:: Provided data ::

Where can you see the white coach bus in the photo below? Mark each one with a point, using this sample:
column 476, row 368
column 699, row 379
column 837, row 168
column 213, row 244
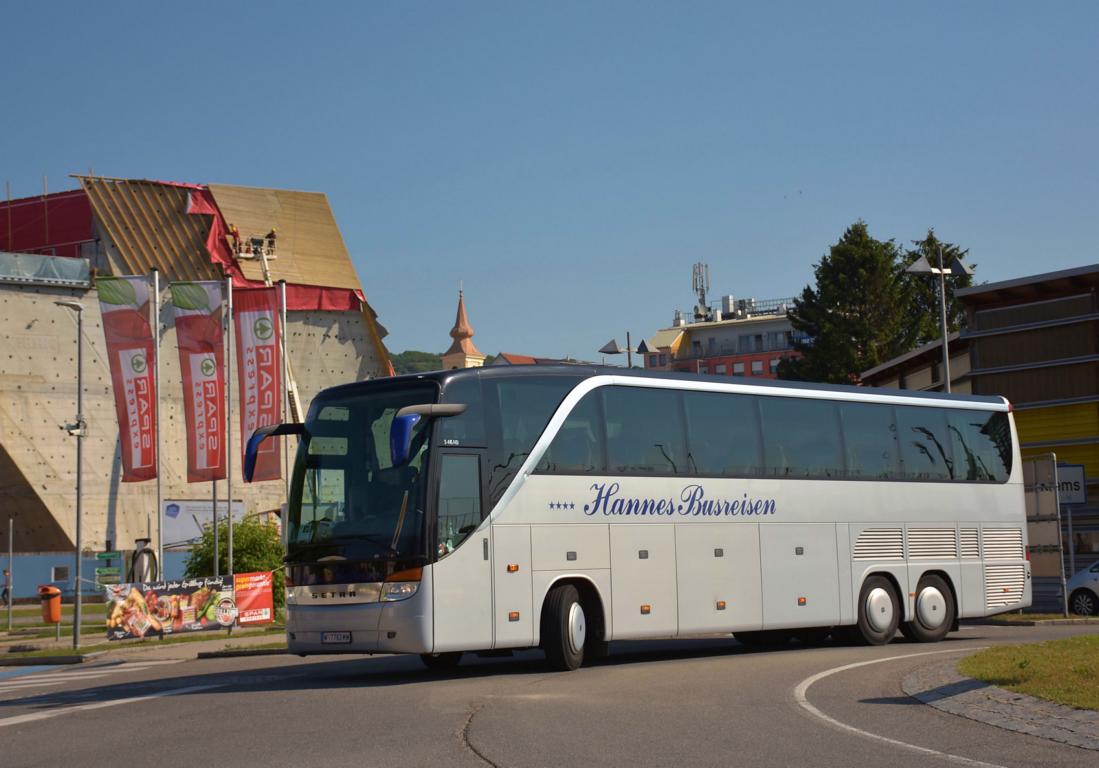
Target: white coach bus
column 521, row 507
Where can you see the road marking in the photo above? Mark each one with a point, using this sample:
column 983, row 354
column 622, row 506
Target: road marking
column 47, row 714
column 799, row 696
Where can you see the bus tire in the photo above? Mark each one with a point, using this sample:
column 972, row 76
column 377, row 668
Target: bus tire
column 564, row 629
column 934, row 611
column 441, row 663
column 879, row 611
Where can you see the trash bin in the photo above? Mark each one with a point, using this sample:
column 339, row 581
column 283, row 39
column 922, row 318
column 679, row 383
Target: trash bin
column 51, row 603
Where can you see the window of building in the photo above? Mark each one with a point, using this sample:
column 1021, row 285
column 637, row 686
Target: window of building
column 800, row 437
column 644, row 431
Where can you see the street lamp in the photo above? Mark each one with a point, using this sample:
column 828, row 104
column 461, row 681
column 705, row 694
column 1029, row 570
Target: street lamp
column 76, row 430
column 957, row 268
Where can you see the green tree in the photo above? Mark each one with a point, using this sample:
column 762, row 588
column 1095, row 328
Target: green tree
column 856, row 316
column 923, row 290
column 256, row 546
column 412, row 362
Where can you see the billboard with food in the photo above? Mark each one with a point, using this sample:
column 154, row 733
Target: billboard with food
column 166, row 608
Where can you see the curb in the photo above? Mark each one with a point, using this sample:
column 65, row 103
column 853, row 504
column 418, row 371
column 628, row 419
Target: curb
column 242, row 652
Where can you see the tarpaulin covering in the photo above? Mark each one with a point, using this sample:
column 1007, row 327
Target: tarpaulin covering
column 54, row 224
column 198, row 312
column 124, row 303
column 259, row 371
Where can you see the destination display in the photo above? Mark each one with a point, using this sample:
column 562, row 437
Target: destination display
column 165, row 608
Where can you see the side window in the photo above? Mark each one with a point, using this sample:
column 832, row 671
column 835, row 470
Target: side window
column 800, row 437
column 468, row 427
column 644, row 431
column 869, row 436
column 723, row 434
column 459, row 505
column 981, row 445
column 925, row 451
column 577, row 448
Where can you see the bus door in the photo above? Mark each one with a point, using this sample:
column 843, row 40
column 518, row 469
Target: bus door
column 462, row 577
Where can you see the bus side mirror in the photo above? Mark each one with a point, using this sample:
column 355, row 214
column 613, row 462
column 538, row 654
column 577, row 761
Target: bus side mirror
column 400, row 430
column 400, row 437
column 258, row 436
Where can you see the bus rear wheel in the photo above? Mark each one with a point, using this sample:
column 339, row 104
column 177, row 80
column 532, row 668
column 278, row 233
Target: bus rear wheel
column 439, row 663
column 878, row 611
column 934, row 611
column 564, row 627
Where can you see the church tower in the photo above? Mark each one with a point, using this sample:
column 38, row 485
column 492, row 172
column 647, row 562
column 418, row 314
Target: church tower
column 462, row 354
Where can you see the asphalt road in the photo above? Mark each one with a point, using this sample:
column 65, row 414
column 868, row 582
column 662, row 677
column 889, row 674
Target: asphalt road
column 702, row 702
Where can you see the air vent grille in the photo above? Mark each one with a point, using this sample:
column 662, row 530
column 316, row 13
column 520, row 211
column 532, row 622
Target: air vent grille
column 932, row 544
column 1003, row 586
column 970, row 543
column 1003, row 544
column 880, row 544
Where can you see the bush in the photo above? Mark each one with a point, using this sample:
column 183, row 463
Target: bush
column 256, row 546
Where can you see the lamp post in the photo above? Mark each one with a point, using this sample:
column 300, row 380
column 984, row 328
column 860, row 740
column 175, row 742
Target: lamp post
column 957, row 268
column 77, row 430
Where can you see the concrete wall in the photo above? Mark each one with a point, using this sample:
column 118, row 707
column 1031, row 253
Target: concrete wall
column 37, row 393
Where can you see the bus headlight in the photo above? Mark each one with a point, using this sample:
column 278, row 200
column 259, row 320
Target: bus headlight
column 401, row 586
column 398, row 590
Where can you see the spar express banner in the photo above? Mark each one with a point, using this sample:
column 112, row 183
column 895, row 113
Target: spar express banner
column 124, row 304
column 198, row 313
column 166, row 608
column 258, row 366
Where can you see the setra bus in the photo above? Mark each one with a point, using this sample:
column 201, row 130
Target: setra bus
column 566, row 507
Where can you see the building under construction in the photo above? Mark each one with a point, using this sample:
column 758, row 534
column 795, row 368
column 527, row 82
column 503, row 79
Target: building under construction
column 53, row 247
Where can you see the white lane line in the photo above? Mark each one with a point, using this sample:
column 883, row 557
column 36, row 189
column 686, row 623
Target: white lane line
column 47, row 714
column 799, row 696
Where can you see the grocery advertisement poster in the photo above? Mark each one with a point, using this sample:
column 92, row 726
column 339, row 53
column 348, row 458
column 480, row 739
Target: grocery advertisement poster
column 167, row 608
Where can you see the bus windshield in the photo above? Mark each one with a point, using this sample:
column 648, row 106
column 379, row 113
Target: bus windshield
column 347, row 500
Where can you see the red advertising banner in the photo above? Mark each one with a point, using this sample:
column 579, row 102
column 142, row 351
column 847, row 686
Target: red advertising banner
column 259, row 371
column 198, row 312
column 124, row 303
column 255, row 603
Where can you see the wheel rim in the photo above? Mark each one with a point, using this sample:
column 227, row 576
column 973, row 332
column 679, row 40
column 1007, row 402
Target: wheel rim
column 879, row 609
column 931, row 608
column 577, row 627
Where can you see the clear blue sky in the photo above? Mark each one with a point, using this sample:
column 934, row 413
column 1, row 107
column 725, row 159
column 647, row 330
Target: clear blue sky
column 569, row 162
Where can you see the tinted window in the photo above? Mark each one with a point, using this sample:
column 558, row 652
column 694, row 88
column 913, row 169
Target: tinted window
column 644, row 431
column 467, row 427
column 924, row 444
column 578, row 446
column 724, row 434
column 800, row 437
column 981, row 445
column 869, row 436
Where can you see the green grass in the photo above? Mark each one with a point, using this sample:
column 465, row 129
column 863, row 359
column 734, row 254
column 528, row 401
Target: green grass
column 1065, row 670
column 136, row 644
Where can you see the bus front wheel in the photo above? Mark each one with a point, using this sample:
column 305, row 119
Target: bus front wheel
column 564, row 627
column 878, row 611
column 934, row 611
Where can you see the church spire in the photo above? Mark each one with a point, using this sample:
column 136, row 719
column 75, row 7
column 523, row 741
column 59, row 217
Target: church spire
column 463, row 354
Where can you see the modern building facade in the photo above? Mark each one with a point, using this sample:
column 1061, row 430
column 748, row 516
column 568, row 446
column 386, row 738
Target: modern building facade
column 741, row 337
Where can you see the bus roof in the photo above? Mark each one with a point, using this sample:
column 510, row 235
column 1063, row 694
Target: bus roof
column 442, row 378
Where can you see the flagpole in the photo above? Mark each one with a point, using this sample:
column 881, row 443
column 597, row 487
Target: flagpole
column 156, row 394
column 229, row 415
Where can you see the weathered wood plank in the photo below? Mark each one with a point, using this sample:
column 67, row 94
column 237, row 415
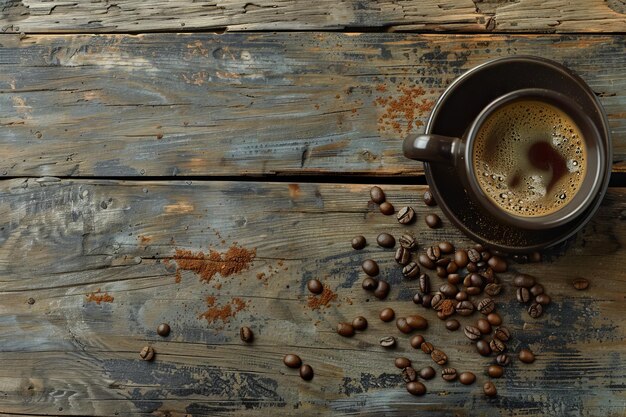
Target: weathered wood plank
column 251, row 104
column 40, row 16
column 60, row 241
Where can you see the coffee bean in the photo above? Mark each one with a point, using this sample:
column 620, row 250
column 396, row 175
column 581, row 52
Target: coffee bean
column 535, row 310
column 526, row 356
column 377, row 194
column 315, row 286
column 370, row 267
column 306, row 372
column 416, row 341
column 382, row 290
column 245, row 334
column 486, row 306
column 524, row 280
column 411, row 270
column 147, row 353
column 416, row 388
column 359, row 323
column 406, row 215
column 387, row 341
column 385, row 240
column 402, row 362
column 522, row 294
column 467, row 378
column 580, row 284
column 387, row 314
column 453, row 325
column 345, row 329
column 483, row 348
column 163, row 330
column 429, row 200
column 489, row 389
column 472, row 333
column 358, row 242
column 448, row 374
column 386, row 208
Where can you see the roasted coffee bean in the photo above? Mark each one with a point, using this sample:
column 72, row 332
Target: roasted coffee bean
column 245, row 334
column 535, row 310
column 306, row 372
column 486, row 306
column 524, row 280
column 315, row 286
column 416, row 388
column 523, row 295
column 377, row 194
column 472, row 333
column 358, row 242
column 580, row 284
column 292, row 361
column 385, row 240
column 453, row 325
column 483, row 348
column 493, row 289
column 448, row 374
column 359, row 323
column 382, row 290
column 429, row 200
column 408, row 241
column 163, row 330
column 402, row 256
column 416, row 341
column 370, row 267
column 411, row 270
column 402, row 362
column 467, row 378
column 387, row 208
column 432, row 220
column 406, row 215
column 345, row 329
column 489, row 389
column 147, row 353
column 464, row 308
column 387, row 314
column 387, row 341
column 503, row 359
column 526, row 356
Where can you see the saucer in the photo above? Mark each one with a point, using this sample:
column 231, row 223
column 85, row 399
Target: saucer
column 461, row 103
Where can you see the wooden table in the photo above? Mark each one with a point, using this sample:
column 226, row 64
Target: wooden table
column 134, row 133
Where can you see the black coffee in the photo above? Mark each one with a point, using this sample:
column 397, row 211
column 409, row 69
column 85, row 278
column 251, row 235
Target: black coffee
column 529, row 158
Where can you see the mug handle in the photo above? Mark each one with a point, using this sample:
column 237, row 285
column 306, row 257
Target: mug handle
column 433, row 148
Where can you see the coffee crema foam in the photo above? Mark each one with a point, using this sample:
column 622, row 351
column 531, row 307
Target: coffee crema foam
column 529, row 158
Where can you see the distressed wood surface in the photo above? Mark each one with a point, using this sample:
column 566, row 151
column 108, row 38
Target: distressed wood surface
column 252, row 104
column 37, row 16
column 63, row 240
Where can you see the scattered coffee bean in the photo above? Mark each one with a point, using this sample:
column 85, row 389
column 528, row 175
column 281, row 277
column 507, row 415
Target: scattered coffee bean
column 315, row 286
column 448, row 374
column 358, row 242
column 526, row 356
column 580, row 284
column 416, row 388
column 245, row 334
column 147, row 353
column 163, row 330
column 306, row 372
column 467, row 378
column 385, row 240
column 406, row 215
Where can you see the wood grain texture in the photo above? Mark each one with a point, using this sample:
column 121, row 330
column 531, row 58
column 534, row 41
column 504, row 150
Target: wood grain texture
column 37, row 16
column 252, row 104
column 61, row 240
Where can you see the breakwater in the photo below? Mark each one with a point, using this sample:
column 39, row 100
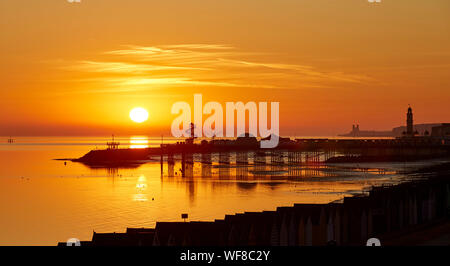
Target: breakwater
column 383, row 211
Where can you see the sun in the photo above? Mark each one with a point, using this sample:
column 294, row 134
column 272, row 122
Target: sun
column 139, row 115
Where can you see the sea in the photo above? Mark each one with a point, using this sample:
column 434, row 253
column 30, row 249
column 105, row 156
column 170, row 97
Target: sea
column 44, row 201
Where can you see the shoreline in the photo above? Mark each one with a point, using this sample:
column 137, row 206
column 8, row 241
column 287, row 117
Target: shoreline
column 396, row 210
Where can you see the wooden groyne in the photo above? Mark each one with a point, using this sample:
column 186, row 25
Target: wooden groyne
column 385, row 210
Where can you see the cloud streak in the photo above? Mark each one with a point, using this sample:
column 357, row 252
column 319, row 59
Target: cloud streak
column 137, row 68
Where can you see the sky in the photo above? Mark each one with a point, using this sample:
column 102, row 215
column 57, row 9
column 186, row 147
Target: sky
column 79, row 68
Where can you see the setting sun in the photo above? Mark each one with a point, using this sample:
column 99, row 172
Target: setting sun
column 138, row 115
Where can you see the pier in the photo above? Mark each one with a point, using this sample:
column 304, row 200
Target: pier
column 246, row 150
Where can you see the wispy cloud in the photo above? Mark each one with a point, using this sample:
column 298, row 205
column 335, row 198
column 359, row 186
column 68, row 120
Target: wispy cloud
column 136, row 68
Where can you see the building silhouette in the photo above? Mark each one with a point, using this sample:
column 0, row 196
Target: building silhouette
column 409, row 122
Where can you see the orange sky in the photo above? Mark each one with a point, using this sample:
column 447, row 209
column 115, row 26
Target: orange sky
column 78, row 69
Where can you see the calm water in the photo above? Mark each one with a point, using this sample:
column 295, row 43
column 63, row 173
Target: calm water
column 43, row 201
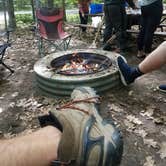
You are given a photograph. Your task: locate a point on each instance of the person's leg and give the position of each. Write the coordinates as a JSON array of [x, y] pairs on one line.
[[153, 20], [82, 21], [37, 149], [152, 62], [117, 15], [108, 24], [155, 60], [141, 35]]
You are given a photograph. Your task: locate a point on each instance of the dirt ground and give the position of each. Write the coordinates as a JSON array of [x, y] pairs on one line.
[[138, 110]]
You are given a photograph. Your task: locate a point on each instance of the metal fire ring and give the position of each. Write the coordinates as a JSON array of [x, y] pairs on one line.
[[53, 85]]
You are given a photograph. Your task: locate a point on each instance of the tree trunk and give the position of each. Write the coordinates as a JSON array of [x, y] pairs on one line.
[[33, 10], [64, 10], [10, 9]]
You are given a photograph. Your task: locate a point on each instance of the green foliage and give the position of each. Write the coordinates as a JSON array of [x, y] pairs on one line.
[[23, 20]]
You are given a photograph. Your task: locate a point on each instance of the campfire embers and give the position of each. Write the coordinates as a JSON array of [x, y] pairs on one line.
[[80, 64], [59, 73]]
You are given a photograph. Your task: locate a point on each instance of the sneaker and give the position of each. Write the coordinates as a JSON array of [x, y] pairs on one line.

:::

▶ [Task to complete]:
In the listing above, locate the line containing "Where can you see the destination" and the line containing "column 843, row 40", then transcribe both and every line between them verbatim.

▶ [Written response]:
Where can you see the destination display in the photo above? Mark each one with a point, using this sample:
column 562, row 437
Target: destination display
column 165, row 608
Where can you see the side window in the photo above? Mark each one with a point, using this sample:
column 832, row 671
column 835, row 470
Target: side window
column 800, row 437
column 468, row 427
column 644, row 431
column 869, row 436
column 723, row 434
column 459, row 505
column 981, row 445
column 925, row 451
column 577, row 448
Where can you see the bus door in the photo above? Mark each one with a point, using this sample:
column 843, row 40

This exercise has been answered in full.